§ **INFORMATION GIVEN**:
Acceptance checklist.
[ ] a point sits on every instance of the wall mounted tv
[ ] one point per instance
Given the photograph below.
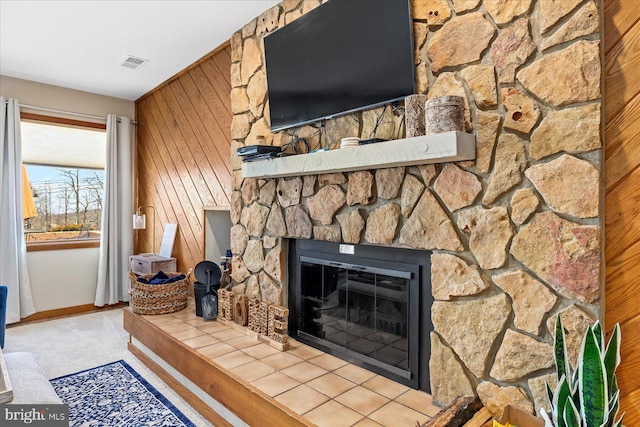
(341, 57)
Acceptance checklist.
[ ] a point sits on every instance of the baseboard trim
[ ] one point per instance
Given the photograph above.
(66, 312)
(205, 410)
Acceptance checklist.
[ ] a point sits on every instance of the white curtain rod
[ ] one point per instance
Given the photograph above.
(73, 113)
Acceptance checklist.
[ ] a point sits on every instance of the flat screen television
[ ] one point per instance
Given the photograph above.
(341, 57)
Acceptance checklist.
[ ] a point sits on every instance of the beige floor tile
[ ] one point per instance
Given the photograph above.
(305, 352)
(281, 360)
(385, 387)
(367, 422)
(301, 399)
(362, 400)
(396, 415)
(197, 321)
(304, 371)
(253, 371)
(215, 350)
(275, 384)
(233, 359)
(159, 319)
(176, 327)
(242, 342)
(186, 314)
(261, 351)
(201, 341)
(213, 327)
(187, 333)
(419, 401)
(227, 334)
(331, 384)
(333, 414)
(354, 373)
(328, 362)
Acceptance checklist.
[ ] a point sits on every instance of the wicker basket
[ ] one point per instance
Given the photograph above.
(158, 299)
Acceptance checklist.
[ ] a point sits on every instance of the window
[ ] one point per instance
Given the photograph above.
(64, 162)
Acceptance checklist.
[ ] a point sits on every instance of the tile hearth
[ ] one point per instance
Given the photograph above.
(323, 389)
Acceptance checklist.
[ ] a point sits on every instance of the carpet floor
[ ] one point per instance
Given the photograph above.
(71, 344)
(115, 395)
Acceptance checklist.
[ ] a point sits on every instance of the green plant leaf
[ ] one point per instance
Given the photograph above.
(594, 400)
(612, 358)
(549, 393)
(614, 406)
(560, 397)
(560, 351)
(571, 416)
(597, 331)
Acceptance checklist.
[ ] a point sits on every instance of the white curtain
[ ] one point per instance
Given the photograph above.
(13, 251)
(116, 243)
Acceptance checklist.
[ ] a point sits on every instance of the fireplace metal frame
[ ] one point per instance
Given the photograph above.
(415, 266)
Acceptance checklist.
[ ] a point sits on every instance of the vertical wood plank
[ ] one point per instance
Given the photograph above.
(182, 155)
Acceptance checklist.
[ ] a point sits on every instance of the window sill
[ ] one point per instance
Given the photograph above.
(62, 245)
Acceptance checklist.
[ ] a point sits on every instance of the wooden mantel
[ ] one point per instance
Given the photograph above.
(438, 148)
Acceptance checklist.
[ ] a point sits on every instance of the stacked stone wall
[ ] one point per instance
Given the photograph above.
(516, 234)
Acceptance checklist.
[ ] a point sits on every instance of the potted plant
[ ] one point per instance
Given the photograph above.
(588, 396)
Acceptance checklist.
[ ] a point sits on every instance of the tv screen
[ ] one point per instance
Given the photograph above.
(343, 56)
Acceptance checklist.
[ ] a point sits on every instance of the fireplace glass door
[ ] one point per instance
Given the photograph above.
(358, 309)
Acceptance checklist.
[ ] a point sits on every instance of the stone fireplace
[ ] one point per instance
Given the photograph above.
(515, 235)
(363, 303)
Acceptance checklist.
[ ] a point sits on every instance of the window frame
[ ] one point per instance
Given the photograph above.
(61, 244)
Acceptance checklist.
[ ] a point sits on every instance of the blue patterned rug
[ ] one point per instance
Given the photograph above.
(115, 395)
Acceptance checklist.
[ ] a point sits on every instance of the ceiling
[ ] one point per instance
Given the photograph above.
(81, 44)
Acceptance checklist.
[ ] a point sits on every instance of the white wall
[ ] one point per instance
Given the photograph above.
(63, 278)
(59, 98)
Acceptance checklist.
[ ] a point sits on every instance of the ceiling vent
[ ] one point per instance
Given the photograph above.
(133, 62)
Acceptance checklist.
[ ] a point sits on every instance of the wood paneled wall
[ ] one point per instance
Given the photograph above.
(622, 191)
(182, 154)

§ **DESCRIPTION OF THE TASK**: For the string "frame", show each line of the listing where it appears.

§ **SOLVED PROBLEM**:
[ ] a point sits on every instance of the fireplace metal frame
[ ] a point sits on every instance of the window frame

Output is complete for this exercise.